GIVEN REQUEST — Render each line of the items below as a Markdown table with the columns Row and Line, numbering the rows and omitting blank lines. Leave the pictures out of the answer.

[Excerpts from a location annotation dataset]
|---|

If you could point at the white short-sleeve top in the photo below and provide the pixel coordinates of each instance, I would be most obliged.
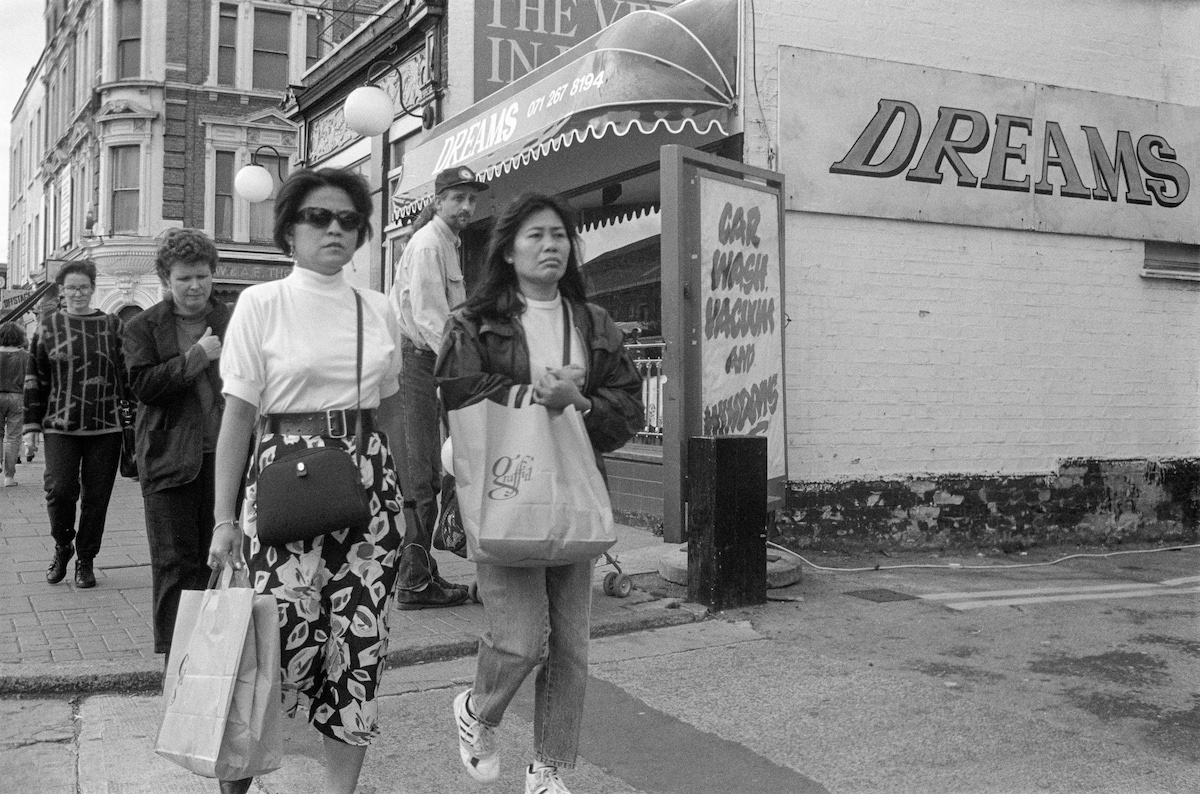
(291, 346)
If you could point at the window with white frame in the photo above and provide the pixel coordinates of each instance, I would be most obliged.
(262, 214)
(129, 38)
(270, 60)
(313, 44)
(263, 46)
(126, 178)
(227, 44)
(222, 196)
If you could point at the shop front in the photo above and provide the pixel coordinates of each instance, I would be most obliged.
(591, 126)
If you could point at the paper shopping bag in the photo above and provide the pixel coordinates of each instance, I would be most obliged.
(221, 696)
(529, 492)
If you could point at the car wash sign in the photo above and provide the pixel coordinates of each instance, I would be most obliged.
(895, 140)
(742, 316)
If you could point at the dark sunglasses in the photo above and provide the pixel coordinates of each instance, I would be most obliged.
(321, 217)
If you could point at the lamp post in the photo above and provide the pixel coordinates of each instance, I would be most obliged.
(369, 109)
(253, 182)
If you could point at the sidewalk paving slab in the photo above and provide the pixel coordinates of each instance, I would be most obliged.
(61, 639)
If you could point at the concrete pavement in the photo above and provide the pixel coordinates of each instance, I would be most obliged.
(57, 638)
(850, 683)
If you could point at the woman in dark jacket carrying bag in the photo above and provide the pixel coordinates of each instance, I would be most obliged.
(509, 332)
(172, 352)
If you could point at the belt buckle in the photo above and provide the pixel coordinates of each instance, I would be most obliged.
(335, 422)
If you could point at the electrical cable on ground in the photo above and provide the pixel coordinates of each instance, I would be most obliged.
(958, 566)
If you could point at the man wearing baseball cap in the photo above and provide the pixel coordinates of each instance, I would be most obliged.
(427, 284)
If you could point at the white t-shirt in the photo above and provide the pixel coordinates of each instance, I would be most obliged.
(543, 323)
(291, 346)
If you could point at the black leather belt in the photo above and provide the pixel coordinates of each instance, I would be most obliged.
(408, 344)
(330, 423)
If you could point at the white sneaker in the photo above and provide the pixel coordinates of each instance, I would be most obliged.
(477, 744)
(544, 780)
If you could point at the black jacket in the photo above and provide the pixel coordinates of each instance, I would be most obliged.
(481, 360)
(171, 422)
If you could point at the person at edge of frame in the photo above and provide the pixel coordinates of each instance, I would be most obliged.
(73, 389)
(172, 353)
(429, 283)
(289, 370)
(510, 331)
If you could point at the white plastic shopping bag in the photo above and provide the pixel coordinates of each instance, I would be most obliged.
(221, 695)
(528, 487)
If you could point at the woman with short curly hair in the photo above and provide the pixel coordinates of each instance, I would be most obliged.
(75, 385)
(172, 352)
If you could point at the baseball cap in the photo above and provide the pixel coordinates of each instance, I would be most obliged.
(456, 176)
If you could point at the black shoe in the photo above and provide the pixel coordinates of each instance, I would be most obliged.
(235, 787)
(449, 585)
(84, 575)
(58, 569)
(432, 596)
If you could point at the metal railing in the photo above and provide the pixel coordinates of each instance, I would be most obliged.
(648, 359)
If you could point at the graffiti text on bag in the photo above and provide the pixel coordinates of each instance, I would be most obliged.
(508, 474)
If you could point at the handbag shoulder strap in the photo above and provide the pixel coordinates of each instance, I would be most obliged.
(358, 383)
(567, 331)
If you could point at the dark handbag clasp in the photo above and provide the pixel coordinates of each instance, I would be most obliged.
(335, 422)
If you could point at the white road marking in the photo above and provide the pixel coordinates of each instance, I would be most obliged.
(1185, 579)
(1029, 591)
(961, 606)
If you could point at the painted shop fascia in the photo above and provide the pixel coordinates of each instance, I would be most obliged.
(869, 140)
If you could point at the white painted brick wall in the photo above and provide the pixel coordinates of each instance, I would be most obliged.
(928, 348)
(923, 348)
(1139, 48)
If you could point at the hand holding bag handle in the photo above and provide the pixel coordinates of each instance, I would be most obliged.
(318, 489)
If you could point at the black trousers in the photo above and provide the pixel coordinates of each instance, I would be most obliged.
(79, 468)
(179, 528)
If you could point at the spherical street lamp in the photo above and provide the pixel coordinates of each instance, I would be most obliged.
(369, 109)
(253, 182)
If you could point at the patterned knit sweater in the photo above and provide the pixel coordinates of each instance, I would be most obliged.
(77, 374)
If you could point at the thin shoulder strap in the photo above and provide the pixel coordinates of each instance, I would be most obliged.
(358, 384)
(567, 331)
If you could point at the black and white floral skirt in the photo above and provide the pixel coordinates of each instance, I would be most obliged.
(334, 595)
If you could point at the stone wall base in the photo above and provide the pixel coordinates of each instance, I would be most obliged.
(1087, 501)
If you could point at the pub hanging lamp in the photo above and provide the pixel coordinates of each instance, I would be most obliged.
(369, 109)
(253, 182)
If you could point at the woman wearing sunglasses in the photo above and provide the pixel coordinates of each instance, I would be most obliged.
(75, 384)
(288, 368)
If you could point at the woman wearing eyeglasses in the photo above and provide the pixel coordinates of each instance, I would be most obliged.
(72, 391)
(288, 364)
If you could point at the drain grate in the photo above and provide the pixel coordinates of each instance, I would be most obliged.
(881, 595)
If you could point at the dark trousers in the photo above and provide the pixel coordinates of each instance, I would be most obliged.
(419, 462)
(179, 527)
(79, 468)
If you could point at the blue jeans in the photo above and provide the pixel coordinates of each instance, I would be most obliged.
(12, 416)
(179, 528)
(79, 468)
(419, 462)
(537, 615)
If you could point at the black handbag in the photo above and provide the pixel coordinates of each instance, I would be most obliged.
(449, 534)
(317, 489)
(126, 413)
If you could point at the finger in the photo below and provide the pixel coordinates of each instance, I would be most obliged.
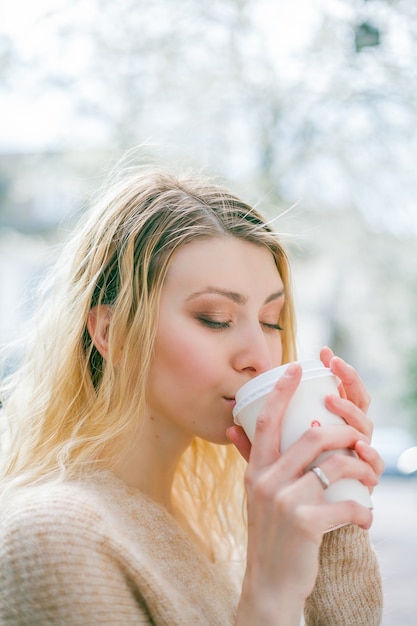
(350, 413)
(326, 355)
(337, 466)
(266, 442)
(303, 452)
(371, 456)
(353, 385)
(238, 437)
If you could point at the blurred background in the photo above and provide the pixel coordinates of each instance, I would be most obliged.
(306, 108)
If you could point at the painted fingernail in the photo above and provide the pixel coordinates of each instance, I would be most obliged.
(291, 370)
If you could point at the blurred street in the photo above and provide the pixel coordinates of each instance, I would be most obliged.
(394, 535)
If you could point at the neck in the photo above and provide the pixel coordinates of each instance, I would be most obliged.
(149, 460)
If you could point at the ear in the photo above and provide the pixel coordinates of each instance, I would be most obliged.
(98, 323)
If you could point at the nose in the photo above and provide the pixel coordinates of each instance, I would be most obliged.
(253, 353)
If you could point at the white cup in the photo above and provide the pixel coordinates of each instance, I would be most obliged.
(305, 410)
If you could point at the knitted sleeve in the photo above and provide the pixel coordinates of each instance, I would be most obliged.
(56, 568)
(348, 588)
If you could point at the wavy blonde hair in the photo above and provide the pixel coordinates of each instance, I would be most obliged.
(65, 406)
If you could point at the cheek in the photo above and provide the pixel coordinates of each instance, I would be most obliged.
(181, 356)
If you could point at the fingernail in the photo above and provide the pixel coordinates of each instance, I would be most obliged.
(291, 370)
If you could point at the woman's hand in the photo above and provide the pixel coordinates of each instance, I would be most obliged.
(287, 514)
(352, 405)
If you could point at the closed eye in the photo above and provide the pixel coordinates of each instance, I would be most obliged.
(210, 323)
(272, 326)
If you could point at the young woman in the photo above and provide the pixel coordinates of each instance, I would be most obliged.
(127, 495)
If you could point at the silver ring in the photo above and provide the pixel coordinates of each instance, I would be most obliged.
(325, 482)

|---|

TASK RESPONSE —
| Row | Line |
|---|---|
| 1 | If you could point at the white short-sleeve top in the photo below and provide the pixel coordinates of each instance, I would be most obliged. |
| 2 | (291, 346) |
| 3 | If you could point at the window with white frame in the photo above and provide the pixel coordinates of each instance, I would be most obliged. |
| 4 | (262, 214) |
| 5 | (129, 38) |
| 6 | (270, 60) |
| 7 | (313, 44) |
| 8 | (263, 46) |
| 9 | (126, 178) |
| 10 | (227, 44) |
| 11 | (222, 196) |
| 12 | If you could point at the shop front in the photo above and provide the pixel coordinates of each instance, I would be most obliged. |
| 13 | (591, 126) |
| 14 | If you could point at the paper shopping bag in the photo above and provide the pixel coordinates of each instance, I would be most obliged. |
| 15 | (221, 696) |
| 16 | (529, 492) |
| 17 | If you could point at the car wash sign in the photo above and provide the pixel coordinates of each instance, I would be most obliged. |
| 18 | (895, 140) |
| 19 | (742, 316) |
| 20 | If you could point at the dark sunglasses in the photo above and provide the pixel coordinates of each instance, I would be most obliged. |
| 21 | (321, 217) |
| 22 | If you could point at the lamp post in the photo above and provide the pixel coordinates of each instance, I would be most obliged. |
| 23 | (369, 109) |
| 24 | (253, 182) |
| 25 | If you could point at the sidewalk paving slab in the photo above and provide the pixel coordinates of each instance, I would be most obliged. |
| 26 | (61, 639) |
| 27 | If you could point at the concrete pavement in the photo above and provide the pixel coordinates of each instance, I would be most obliged. |
| 28 | (57, 638) |
| 29 | (850, 683) |
| 30 | If you could point at the woman in dark jacket carrying bag in the photo above and provide the pixel coordinates of each instance, I would be most obliged. |
| 31 | (509, 332) |
| 32 | (172, 352) |
| 33 | If you could point at the belt buckle in the photo above and provide the pixel coordinates of each instance, I would be most obliged. |
| 34 | (335, 422) |
| 35 | If you could point at the electrical cable on ground in the photo above and provide the pixel coordinates of each instance, I would be most obliged. |
| 36 | (958, 566) |
| 37 | If you could point at the man wearing baseball cap in the photo above and provide the pixel coordinates of each instance, I would be most obliged. |
| 38 | (427, 284) |
| 39 | If you could point at the white t-shirt in the photo above and provide the pixel coordinates of each instance, I would be most obliged. |
| 40 | (543, 323) |
| 41 | (291, 346) |
| 42 | If you could point at the black leather belt in the photo above and provide the pixel coordinates of each instance, I would be most obliged. |
| 43 | (408, 344) |
| 44 | (330, 423) |
| 45 | If you could point at the white sneaker in the photo above and provide the pixel coordinates of each instance, I would be most obliged. |
| 46 | (477, 744) |
| 47 | (544, 780) |
| 48 | If you could point at the black jacket in the photo above and provide the pixel coordinates of each instance, I would be most obliged. |
| 49 | (481, 360) |
| 50 | (171, 422) |
| 51 | If you could point at the person at edge of frame in the photo above and provide the pixel coordinates of each instance, I would be most obliged. |
| 52 | (73, 389) |
| 53 | (172, 353) |
| 54 | (429, 283) |
| 55 | (289, 370) |
| 56 | (510, 331) |
| 57 | If you could point at the white plastic shopping bag in the photo above and provide the pixel coordinates of each instance, I would be most obliged. |
| 58 | (221, 695) |
| 59 | (528, 487) |
| 60 | If you could point at the woman with short curly hair in the photo above and provide the pixel coordinates of each instance, I would be most obliged. |
| 61 | (75, 385) |
| 62 | (172, 352) |
| 63 | If you could point at the baseball cap in the photo above and provide the pixel coordinates of each instance, I would be most obliged. |
| 64 | (456, 176) |
| 65 | If you could point at the black shoe in the photo above and provide the pixel coordinates of each instance, I would be most obliged. |
| 66 | (235, 787) |
| 67 | (449, 585) |
| 68 | (84, 575) |
| 69 | (58, 569) |
| 70 | (432, 596) |
| 71 | If you could point at the metal railing in the photo above and provide the pixel coordinates of each instance, I would be most obliged. |
| 72 | (648, 359) |
| 73 | If you could point at the graffiti text on bag in the photo above and provide the pixel coordinates of each instance, I would be most obliged. |
| 74 | (508, 474) |
| 75 | If you could point at the handbag shoulder strap in the photo above and provide the pixel coordinates of each instance, I would be most obliged. |
| 76 | (358, 383) |
| 77 | (567, 331) |
| 78 | If you could point at the dark handbag clasp in the photo above and provide the pixel coordinates of each instance, I would be most obliged. |
| 79 | (335, 422) |
| 80 | If you could point at the white road marking in the photo above and provide the pixel coordinates of each instance, I would be most obliged. |
| 81 | (1185, 579) |
| 82 | (1029, 591) |
| 83 | (961, 606) |
| 84 | If you could point at the painted shop fascia in the photo above and provide the pixel coordinates of each instance, I would be most obliged. |
| 85 | (869, 140) |
| 86 | If you could point at the white painted brick wall in the photo above and provide the pixel coordinates of each instance, I would be most obliged. |
| 87 | (928, 348) |
| 88 | (923, 348) |
| 89 | (1139, 48) |
| 90 | If you could point at the hand holding bag handle in the photo above and provide the pixel coordinates of each instance, I would be most obliged. |
| 91 | (318, 489) |
| 92 | If you could point at the black trousers in the photo above and provide the pixel coordinates of each instance, I would be most obliged. |
| 93 | (79, 468) |
| 94 | (179, 528) |
| 95 | If you could point at the spherical street lamp in the photo above and provide the pixel coordinates of each instance, I would be most obliged. |
| 96 | (369, 109) |
| 97 | (253, 182) |
| 98 | If you could point at the patterned knit sweater in the photo above and provide the pixel coordinates of each instance, I would be most obliged. |
| 99 | (77, 374) |
| 100 | If you could point at the thin shoulder strap in the photo above and provide the pixel coordinates of each instance, I would be most obliged. |
| 101 | (358, 384) |
| 102 | (567, 331) |
| 103 | If you could point at the black and white floral skirt in the photo above and provide the pixel coordinates of each instance, I would be most obliged. |
| 104 | (334, 595) |
| 105 | If you could point at the stone wall base in the photo above and provide the pixel coordinates of each instance, I would be most obliged. |
| 106 | (1087, 501) |
| 107 | If you could point at the pub hanging lamp in the photo above and provide the pixel coordinates of each instance, I would be most obliged. |
| 108 | (369, 109) |
| 109 | (253, 182) |
| 110 | If you could point at the woman wearing sunglasses in the photo above and provide the pixel coordinates of each instance, I would be most obliged. |
| 111 | (75, 384) |
| 112 | (288, 368) |
| 113 | If you could point at the woman wearing eyeglasses in the photo above and provide the pixel coordinates of each instance, I would be most obliged. |
| 114 | (72, 391) |
| 115 | (288, 364) |
| 116 | If you could point at the drain grate in the photo above and provide the pixel coordinates of each instance, I would be most obliged. |
| 117 | (881, 595) |
| 118 | If you could point at the dark trousers in the photo above and provide the pixel coordinates of each instance, I would be most obliged. |
| 119 | (419, 462) |
| 120 | (179, 527) |
| 121 | (79, 468) |
| 122 | If you could point at the blue jeans in the photo above and provide the pixel coordinates of each instance, I would be most obliged. |
| 123 | (12, 416) |
| 124 | (179, 528) |
| 125 | (79, 468) |
| 126 | (419, 462) |
| 127 | (537, 615) |
| 128 | If you could point at the black handbag in the photo above and provide the pixel coordinates of each instance, I would be most obliged. |
| 129 | (449, 534) |
| 130 | (317, 489) |
| 131 | (126, 413) |
| 132 | If you could point at the finger in the photo below and provide the pixel coordinates of each instance, I would be most obliged. |
| 133 | (350, 413) |
| 134 | (326, 355) |
| 135 | (337, 466) |
| 136 | (266, 442) |
| 137 | (303, 452) |
| 138 | (371, 456) |
| 139 | (353, 385) |
| 140 | (238, 437) |
| 141 | If you could point at the blurred background in the photo above and provide the pixel coordinates of each instance, I would be most obliged. |
| 142 | (306, 108) |
| 143 | If you could point at the painted fingernail in the photo above and provide the pixel coordinates of each instance, I would be most obliged. |
| 144 | (291, 370) |
| 145 | If you could point at the blurred street in the photo above and provide the pixel coordinates of each instance, I would be most obliged. |
| 146 | (394, 535) |
| 147 | If you could point at the neck in the photo above and provide the pixel coordinates of each instance, I would be most obliged. |
| 148 | (149, 460) |
| 149 | If you could point at the ear in the photo above and provide the pixel coordinates of each instance, I would be most obliged. |
| 150 | (98, 323) |
| 151 | If you could point at the nose in the photo above and provide the pixel coordinates of each instance, I would be most obliged. |
| 152 | (253, 353) |
| 153 | If you could point at the white cup in the photo above and provide the pixel coordinates of each instance, I would be most obliged. |
| 154 | (305, 410) |
| 155 | If you could point at the knitted sleeve in the photo above and provide the pixel coordinates of each instance, I would be most obliged. |
| 156 | (56, 568) |
| 157 | (348, 588) |
| 158 | If you could point at the wavy blonde hair in the photo above and provide the pixel coordinates of each instance, I would be most obliged. |
| 159 | (65, 406) |
| 160 | If you could point at the cheek in the photo above and provide the pixel coordinates of each instance, I would be most obliged. |
| 161 | (181, 356) |
| 162 | If you could point at the fingernail in the photo above and provide the pixel coordinates of each instance, I would be most obliged. |
| 163 | (291, 370) |
| 164 | If you could point at the woman's hand in the photo above and provide the pixel coordinates of each instance, I would be most obliged. |
| 165 | (287, 514) |
| 166 | (352, 405) |
| 167 | If you could point at the closed eye in the photo above and provide the pixel coordinates of each instance, I would be most obliged. |
| 168 | (210, 323) |
| 169 | (272, 326) |
| 170 | If you could point at the young woman in the photo above and provide the pixel coordinates of each instance, I would be most obliged. |
| 171 | (127, 495) |
| 172 | If you could point at the silver ring in the photo above and provide the pixel coordinates of each instance, I would be most obliged. |
| 173 | (325, 482) |